___ Quoted text ___

Madhya Pradesh already carries the ignominious tag of being the state with highest number of rapes of women and children and also highest infant mortality rate.
The study quotes National Crime Records Bureau (NCRB) data to say that rapes against children in India increased five times between 1994 and 2016, and the Census report to say that sex ratio at birth dipped from 927 in 2001 to 919 in 2011. State level reports suggest that the sex ratio at birth is continuing to dip, the report says calling these two aspects as a 'cause of great concern'.
The report seeks to highlight that even 30 years after adoption of the United Nations Convention on the Rights of the Child (UNCRC), child rights is still an unfinished agenda in India.
It was acknowledged that despite efforts by government and non-government organisations across the globe including India for several years, violence against children in the form of rapes, abuse, malnutrition, child marriage, child labour and others continue to dog the society. Millions of children still not in school, face poverty, exploitation, violence, neglect and abuse, Ingrid Mendonca, regional coordinator of Terre des Hommes, one of the six alliance organisations, told THE WEEK after release of the report.
“Therefore the need to bring focus on the issue and rally together for advocacy was felt. The report is based on secondary data available from authentic sources and field level primary engagements and case studies,” Mendonca said.

___

» **Given exercise A**
Copy out the passage on child rights in India in full, word for word.
The entries below the passage on child rights in India are unrelated to it.

___ Records supplied ___

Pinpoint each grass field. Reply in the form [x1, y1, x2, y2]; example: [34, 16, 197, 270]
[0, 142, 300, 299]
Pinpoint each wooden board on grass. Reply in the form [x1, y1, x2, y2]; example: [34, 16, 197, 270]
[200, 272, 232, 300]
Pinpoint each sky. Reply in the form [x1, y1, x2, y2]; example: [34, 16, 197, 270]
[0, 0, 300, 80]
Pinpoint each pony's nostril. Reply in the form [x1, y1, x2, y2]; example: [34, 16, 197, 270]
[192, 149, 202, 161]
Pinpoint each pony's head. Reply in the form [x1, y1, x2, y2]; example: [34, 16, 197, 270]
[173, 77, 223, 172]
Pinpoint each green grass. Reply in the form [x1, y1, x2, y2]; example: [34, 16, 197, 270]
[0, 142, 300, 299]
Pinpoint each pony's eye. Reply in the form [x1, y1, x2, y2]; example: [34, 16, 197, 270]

___

» **Given exercise B**
Reproduce the part of the entries that opens with the line containing "Pinpoint each sky." and closes with the final line of the entries, including both ends, character for character.

» **Full solution A**
Madhya Pradesh already carries the ignominious tag of being the state with highest number of rapes of women and children and also highest infant mortality rate.
The study quotes National Crime Records Bureau (NCRB) data to say that rapes against children in India increased five times between 1994 and 2016, and the Census report to say that sex ratio at birth dipped from 927 in 2001 to 919 in 2011. State level reports suggest that the sex ratio at birth is continuing to dip, the report says calling these two aspects as a 'cause of great concern'.
The report seeks to highlight that even 30 years after adoption of the United Nations Convention on the Rights of the Child (UNCRC), child rights is still an unfinished agenda in India.
It was acknowledged that despite efforts by government and non-government organisations across the globe including India for several years, violence against children in the form of rapes, abuse, malnutrition, child marriage, child labour and others continue to dog the society. Millions of children still not in school, face poverty, exploitation, violence, neglect and abuse, Ingrid Mendonca, regional coordinator of Terre des Hommes, one of the six alliance organisations, told THE WEEK after release of the report.
“Therefore the need to bring focus on the issue and rally together for advocacy was felt. The report is based on secondary data available from authentic sources and field level primary engagements and case studies,” Mendonca said.

» **Full solution B**
Pinpoint each sky. Reply in the form [x1, y1, x2, y2]; example: [34, 16, 197, 270]
[0, 0, 300, 80]
Pinpoint each pony's nostril. Reply in the form [x1, y1, x2, y2]; example: [34, 16, 197, 270]
[192, 149, 202, 161]
Pinpoint each pony's head. Reply in the form [x1, y1, x2, y2]; example: [34, 16, 197, 270]
[173, 77, 223, 172]
Pinpoint each green grass. Reply in the form [x1, y1, x2, y2]; example: [34, 16, 197, 270]
[0, 142, 300, 299]
Pinpoint each pony's eye. Reply in the form [x1, y1, x2, y2]; example: [34, 16, 197, 270]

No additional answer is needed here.